--- start of Record extracts ---

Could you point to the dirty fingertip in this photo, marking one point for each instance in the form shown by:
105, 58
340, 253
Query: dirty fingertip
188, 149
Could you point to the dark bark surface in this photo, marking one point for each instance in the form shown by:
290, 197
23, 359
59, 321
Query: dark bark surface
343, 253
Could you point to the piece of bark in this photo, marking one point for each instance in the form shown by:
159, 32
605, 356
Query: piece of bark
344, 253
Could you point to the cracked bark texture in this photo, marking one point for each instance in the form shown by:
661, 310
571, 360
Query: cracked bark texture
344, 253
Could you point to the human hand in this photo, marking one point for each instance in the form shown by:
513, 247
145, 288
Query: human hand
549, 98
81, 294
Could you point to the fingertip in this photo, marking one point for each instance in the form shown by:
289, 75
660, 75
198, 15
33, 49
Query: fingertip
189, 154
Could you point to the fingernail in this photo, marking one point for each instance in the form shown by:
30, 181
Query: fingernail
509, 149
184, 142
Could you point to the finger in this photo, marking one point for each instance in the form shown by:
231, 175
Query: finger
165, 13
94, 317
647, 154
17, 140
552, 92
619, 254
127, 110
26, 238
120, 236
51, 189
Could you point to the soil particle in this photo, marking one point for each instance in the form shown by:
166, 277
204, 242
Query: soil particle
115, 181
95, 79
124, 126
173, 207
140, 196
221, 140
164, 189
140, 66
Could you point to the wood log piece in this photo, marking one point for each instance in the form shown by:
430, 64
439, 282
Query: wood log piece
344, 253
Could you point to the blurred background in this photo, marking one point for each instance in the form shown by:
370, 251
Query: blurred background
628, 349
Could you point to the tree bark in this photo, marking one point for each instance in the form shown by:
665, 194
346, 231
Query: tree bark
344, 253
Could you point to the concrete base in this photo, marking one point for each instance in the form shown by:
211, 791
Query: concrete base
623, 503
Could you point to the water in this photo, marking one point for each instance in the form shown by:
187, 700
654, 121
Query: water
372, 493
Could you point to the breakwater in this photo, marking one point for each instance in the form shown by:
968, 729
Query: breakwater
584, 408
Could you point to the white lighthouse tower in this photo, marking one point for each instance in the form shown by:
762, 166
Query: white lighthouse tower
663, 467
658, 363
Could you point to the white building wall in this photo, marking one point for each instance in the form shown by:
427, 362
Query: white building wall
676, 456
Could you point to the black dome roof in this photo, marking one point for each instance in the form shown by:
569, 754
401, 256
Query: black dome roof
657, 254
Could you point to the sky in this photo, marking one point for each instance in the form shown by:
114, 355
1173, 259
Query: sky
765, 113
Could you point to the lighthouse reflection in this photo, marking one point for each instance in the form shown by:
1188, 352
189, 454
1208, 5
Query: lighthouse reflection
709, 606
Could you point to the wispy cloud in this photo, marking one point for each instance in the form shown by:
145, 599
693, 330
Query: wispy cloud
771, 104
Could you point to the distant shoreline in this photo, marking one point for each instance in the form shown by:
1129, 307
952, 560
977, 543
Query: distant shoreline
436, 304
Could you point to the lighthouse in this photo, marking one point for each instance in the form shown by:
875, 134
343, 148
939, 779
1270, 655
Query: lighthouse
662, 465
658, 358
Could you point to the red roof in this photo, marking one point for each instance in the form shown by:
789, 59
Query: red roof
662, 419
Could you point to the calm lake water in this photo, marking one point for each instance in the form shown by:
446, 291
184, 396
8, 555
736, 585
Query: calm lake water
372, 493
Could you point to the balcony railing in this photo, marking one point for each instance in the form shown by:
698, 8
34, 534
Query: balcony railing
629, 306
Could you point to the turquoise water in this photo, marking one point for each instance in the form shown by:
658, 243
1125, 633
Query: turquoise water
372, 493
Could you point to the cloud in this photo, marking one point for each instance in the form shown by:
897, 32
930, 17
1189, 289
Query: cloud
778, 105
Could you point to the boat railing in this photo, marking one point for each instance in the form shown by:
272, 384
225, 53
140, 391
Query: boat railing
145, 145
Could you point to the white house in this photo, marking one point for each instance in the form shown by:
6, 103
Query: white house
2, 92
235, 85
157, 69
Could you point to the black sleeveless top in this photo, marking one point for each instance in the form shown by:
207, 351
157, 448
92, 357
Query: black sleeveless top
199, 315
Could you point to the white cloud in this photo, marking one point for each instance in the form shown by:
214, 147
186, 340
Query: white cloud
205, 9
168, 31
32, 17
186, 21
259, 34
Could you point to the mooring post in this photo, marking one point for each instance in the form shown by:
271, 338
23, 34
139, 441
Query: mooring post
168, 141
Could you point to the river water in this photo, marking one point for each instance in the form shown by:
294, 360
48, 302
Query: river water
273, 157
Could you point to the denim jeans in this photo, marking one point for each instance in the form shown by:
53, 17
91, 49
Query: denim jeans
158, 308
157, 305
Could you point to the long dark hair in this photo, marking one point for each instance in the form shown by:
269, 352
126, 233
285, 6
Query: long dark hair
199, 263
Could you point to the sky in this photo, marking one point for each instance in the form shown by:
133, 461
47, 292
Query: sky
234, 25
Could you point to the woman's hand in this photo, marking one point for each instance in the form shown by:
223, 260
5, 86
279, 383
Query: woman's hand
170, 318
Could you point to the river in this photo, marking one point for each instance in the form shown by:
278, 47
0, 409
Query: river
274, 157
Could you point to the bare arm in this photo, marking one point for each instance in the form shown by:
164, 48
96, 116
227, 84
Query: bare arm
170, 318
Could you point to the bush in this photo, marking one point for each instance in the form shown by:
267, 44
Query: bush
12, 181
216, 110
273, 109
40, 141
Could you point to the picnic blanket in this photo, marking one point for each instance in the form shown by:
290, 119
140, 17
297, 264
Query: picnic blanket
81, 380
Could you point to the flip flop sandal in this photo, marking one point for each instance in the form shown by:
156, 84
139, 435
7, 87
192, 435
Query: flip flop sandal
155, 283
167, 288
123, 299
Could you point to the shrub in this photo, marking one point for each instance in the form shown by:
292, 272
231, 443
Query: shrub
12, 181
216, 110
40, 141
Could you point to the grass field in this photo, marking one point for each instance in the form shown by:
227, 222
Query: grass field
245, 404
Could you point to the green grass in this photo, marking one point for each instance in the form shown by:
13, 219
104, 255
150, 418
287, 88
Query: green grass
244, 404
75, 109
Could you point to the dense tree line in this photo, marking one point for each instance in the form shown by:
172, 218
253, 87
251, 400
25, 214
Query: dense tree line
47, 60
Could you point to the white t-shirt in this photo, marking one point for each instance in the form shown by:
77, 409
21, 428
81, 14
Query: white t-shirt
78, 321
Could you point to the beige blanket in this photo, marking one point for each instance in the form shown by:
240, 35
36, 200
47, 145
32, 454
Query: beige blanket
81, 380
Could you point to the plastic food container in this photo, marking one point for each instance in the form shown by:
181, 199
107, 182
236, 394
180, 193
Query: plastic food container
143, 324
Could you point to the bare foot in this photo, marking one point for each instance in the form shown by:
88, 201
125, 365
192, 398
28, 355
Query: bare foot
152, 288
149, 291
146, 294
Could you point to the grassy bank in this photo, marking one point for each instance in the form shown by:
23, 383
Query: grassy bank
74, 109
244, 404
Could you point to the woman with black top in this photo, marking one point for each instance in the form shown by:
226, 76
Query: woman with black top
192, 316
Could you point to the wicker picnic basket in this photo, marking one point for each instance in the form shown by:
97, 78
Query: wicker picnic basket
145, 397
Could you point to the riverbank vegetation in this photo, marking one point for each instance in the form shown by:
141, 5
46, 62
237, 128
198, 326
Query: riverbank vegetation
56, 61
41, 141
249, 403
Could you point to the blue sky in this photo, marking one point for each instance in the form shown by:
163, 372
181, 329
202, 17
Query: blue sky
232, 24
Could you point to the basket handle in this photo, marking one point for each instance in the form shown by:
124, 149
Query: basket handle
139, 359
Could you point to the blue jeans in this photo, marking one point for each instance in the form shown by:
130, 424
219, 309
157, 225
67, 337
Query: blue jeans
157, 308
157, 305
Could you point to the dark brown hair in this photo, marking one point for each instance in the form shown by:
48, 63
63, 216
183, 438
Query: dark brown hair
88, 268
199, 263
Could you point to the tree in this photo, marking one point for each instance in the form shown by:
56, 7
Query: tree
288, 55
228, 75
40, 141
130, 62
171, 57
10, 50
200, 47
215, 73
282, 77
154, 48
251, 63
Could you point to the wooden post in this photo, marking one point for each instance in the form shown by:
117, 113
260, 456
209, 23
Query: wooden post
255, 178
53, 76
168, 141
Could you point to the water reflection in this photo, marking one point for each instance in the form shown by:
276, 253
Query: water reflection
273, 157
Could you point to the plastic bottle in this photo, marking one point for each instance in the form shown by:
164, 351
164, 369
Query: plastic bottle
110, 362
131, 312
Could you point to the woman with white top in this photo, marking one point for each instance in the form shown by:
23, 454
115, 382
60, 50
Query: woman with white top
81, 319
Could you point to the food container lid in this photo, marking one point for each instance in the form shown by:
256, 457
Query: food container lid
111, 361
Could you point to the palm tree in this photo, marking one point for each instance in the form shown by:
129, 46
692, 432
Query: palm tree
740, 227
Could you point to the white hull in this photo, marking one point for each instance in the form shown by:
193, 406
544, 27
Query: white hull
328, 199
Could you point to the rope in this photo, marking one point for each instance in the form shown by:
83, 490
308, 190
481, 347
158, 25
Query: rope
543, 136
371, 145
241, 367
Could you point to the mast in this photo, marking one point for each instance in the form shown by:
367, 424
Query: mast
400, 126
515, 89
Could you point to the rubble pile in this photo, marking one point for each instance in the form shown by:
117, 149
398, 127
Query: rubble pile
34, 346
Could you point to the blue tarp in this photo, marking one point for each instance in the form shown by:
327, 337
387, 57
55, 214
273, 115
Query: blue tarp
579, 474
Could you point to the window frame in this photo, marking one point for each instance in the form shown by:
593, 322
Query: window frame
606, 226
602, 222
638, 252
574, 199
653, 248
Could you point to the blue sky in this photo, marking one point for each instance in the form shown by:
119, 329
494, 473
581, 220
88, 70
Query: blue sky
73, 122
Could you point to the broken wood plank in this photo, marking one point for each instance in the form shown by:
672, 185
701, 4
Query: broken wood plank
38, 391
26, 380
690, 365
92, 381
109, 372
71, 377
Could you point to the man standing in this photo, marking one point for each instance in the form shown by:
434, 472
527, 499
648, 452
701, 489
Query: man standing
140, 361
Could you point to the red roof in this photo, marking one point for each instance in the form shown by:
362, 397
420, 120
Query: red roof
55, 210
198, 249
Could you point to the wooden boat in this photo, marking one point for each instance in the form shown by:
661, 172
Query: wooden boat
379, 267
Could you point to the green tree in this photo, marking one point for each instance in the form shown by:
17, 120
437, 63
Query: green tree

--- end of Record extracts ---

▶ Short problem
Quote every line from the line containing "Could you point to the mast" through the closing line of the listing, including both.

▶ Exercise result
Could you point to the mast in this photo, marking one point for each instance in the form shown by:
367, 424
Query: mast
400, 126
515, 89
Could you point to the rubble pile in this photo, marking one point for each instance in the form shown by:
117, 149
398, 127
Query: rubble pile
34, 346
Could you point to the blue tarp in this photo, marking one point for each instance in the form shown by:
327, 337
387, 57
55, 214
273, 115
Query: blue tarp
579, 474
Could you point to the window frame in this photo, marking one point for each instance in the form shown by:
593, 322
Query: window frame
606, 226
602, 222
638, 252
574, 199
653, 248
Could you point to the blue sky in this photo, marking one point for each instance in the form shown by:
119, 329
494, 473
581, 220
88, 70
Query: blue sky
73, 122
Could you point to the broken wood plank in this photo, marking one point for each instance in the form shown by:
672, 185
701, 4
Query: broken wood plank
38, 391
26, 380
690, 365
92, 381
109, 372
71, 377
Could you point to the man standing in this photo, marking one point for each instance in the form shown by:
434, 472
527, 499
648, 452
701, 489
Query: man standing
140, 361
Could you point to the red roof in this photo, marking one point for each instance in the form shown by:
362, 397
420, 120
Query: red roof
55, 210
198, 249
Could you point to the wooden boat in this photo, marking one point for each instance in the form shown by:
661, 172
Query: wooden boat
379, 267
Could you point to the green tree in this photo, marking one point for each instance in the form shown by:
17, 120
437, 63
Query: green tree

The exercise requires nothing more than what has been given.